## Problem details
Update the listing below, changing every "cabinet" to "cupboard" and leaving everything else as it is. Omit the pictures from your answer.

(Coordinate annotation listing)
..............................

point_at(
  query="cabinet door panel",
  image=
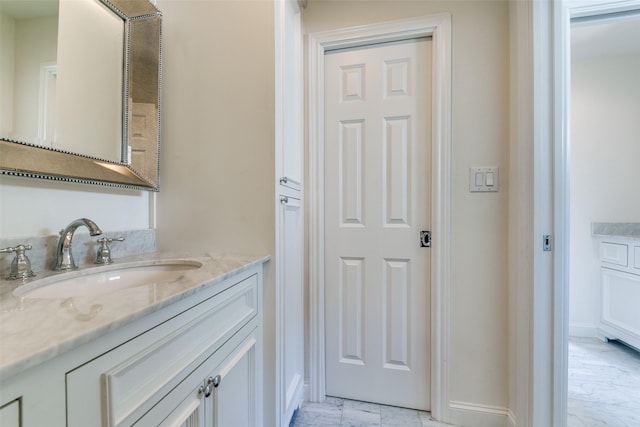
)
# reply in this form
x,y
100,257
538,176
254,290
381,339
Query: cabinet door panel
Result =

..............................

## Complete response
point_at(
  query="cupboard door panel",
  image=
)
# reply in this form
x,y
100,257
538,176
254,290
381,339
Query: cupboard door panel
Result =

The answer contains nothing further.